How to complete this task: Transcribe all of the records exactly, leaving every line as it is.

Working data:
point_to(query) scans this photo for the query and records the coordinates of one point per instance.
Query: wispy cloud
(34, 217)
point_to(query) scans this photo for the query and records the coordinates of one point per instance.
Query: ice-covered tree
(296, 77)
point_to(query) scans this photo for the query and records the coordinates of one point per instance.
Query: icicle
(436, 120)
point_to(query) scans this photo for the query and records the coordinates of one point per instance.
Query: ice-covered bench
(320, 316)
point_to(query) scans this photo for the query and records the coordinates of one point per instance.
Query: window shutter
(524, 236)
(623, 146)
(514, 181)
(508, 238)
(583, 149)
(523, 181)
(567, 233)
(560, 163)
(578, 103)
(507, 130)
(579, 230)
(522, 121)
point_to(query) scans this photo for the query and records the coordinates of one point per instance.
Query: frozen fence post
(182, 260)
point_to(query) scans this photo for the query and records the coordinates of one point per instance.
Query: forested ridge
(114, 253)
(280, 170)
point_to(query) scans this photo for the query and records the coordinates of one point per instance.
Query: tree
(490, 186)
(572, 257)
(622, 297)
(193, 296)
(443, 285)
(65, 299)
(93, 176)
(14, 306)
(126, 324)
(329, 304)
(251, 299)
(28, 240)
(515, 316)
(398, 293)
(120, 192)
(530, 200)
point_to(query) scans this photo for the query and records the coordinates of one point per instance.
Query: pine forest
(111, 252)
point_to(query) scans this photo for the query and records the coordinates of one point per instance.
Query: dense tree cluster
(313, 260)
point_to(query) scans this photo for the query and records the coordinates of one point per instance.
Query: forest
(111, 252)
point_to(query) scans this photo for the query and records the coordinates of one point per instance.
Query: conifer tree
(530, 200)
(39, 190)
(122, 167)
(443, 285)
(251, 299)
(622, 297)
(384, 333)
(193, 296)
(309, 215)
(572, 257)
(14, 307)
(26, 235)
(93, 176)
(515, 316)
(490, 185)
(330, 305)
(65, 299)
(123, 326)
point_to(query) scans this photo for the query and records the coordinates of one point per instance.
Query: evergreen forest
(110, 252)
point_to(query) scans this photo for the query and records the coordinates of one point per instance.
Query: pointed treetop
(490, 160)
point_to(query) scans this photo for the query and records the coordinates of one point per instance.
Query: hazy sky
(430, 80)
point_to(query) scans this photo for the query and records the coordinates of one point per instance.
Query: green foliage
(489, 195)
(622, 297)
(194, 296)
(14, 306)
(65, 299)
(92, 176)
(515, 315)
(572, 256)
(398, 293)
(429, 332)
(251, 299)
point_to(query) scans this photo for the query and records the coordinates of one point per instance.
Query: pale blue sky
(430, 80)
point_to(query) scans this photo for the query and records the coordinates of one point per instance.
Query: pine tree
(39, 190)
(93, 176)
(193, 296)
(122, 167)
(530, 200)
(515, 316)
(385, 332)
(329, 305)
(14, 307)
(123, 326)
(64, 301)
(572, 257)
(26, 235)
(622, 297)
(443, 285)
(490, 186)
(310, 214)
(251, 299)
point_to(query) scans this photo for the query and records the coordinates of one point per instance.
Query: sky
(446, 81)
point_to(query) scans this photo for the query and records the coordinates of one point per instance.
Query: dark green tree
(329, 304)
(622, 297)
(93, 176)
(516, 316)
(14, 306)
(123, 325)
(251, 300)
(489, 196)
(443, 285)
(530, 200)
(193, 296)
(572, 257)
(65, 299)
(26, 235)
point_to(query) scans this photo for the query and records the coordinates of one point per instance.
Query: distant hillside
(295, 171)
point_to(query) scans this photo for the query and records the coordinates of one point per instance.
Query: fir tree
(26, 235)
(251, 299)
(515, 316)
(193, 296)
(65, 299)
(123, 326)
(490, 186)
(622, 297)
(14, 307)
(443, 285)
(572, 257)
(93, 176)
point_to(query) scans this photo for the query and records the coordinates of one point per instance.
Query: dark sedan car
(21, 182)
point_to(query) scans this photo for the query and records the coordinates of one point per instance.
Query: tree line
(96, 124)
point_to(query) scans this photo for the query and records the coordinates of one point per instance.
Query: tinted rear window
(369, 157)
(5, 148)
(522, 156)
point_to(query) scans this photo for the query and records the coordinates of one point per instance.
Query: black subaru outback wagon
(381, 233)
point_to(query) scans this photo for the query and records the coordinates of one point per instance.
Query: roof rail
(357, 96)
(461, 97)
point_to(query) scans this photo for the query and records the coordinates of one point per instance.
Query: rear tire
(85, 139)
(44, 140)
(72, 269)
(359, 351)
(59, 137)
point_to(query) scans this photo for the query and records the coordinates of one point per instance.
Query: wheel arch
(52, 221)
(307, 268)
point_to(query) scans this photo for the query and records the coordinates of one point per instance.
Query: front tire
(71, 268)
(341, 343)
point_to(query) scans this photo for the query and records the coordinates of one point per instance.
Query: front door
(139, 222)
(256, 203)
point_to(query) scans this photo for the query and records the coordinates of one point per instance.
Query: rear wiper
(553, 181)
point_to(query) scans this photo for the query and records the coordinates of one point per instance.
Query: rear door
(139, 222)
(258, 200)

Completed exercise:
point_to(query) scans this photo for the query and records the coordinates of one point per instance.
Query: wispy cloud
(34, 217)
point_to(query) scans this photo for the query and records the coordinates of one point per instance.
Query: ice-covered tree
(296, 77)
point_to(query) scans this photo for the query and records the coordinates of one point per instance.
Query: icicle
(436, 120)
point_to(query) scans this photo for the query and records the coordinates of one point per instance.
Query: ice-covered bench
(320, 316)
point_to(query) scans this photo for the query and records the coordinates of one point per instance.
Query: window shutter
(524, 236)
(623, 146)
(514, 181)
(508, 238)
(583, 149)
(523, 181)
(567, 233)
(560, 163)
(578, 103)
(507, 130)
(579, 230)
(522, 121)
point_to(query) scans this photo for the query and records the coordinates of one point per instance.
Query: frozen fence post
(182, 260)
point_to(query) scans this photo for the query and records the coordinates of one point per instance.
Query: forested ridge
(114, 253)
(280, 170)
point_to(query) scans this photo for the query and records the coordinates of one point per instance.
Query: tree
(490, 186)
(572, 257)
(622, 297)
(193, 296)
(443, 285)
(65, 299)
(93, 176)
(14, 306)
(126, 324)
(329, 304)
(251, 299)
(28, 240)
(515, 316)
(398, 293)
(120, 192)
(530, 200)
point_to(query) scans this photo for the query and records the coordinates of one point per instance.
Query: pine forest
(111, 252)
point_to(query) scans this photo for the query and records the coordinates of one point per instance.
Query: dense tree cluster
(313, 260)
point_to(query) scans this photo for the query and records the coordinates of one point per instance.
Query: forest
(111, 252)
point_to(query) scans this photo for the query and records the coordinates of one point per instance.
Query: conifer tree
(530, 200)
(39, 190)
(122, 167)
(443, 285)
(251, 299)
(622, 297)
(384, 333)
(193, 296)
(309, 215)
(572, 257)
(14, 307)
(26, 235)
(93, 176)
(515, 316)
(490, 185)
(330, 305)
(65, 299)
(123, 326)
point_to(query) scans this photo for the query and records the coordinates of one point per instance.
Query: evergreen forest
(110, 252)
point_to(query) scans this photo for the query and records the coordinates of one point per instance.
Query: pointed treetop
(490, 160)
point_to(query) scans this photo for the query and records the coordinates of one point per instance.
Query: hazy sky
(430, 80)
point_to(query) scans this photo for the query and records the coordinates of one point per instance.
Query: green foliage
(489, 195)
(622, 297)
(194, 296)
(14, 306)
(65, 299)
(92, 176)
(515, 315)
(572, 256)
(398, 293)
(429, 332)
(251, 299)
point_to(query) scans this photo for the query and records the coordinates of one point per instance.
Query: pale blue sky
(430, 80)
point_to(query) scans this photo for the query and records the coordinates of one point per instance.
Query: pine tree
(39, 190)
(93, 176)
(193, 296)
(122, 167)
(530, 200)
(515, 316)
(385, 332)
(329, 305)
(14, 307)
(123, 326)
(64, 301)
(572, 257)
(26, 235)
(622, 297)
(443, 285)
(490, 186)
(310, 214)
(251, 299)
point_to(query) scans this photo for the query and records the coordinates of one point per instance.
Query: sky
(446, 81)
point_to(query) scans this photo for the query and records the coordinates of one point per instance.
Query: dark green tree
(329, 304)
(622, 297)
(93, 176)
(516, 316)
(14, 306)
(123, 325)
(251, 300)
(489, 196)
(443, 285)
(530, 200)
(193, 296)
(572, 257)
(65, 299)
(26, 235)
point_to(query) scans this photo for the query and records the coordinates of one point per instance.
Query: distant hillside
(295, 171)
point_to(query) scans this photo for the query and records the coordinates of one point per instance.
Query: fir tree
(26, 235)
(251, 299)
(515, 316)
(193, 296)
(65, 299)
(123, 326)
(490, 186)
(622, 297)
(14, 307)
(443, 285)
(572, 257)
(93, 176)
point_to(query) scans this photo for the query and records the coordinates of one point per instance.
Query: dark sedan car
(21, 182)
point_to(query) scans this photo for the query and records the coordinates of one point per instance.
Query: tree line
(96, 124)
point_to(query) scans this photo for the query and records the coordinates of one point per instance.
Query: tinted rear window
(369, 157)
(5, 148)
(522, 156)
point_to(query) scans this photo for the query and records the coordinates of one point per instance.
Query: black subaru outback wagon
(381, 233)
point_to(query) scans this photo for the query and records the coordinates of one point per instance.
Query: roof rail
(357, 96)
(461, 97)
point_to(query) scans this photo for the query and records the coordinates of one point per instance.
Query: rear tire
(85, 139)
(44, 140)
(72, 269)
(359, 351)
(59, 137)
point_to(query) scans this photo for the query and records the coordinates of one point per instance.
Query: wheel arch
(52, 221)
(307, 268)
point_to(query) scans this photo for the query and records the coordinates of one point per instance.
Query: front tire
(71, 268)
(341, 343)
point_to(query) scans this photo for the query and records the coordinates of one point per instance.
Query: front door
(139, 222)
(256, 203)
point_to(query) scans this photo for the query and records the coordinates of one point per instance.
Query: rear wiper
(553, 181)
point_to(query) scans this photo for the query and records the coordinates of one point per instance.
Query: rear door
(139, 222)
(258, 200)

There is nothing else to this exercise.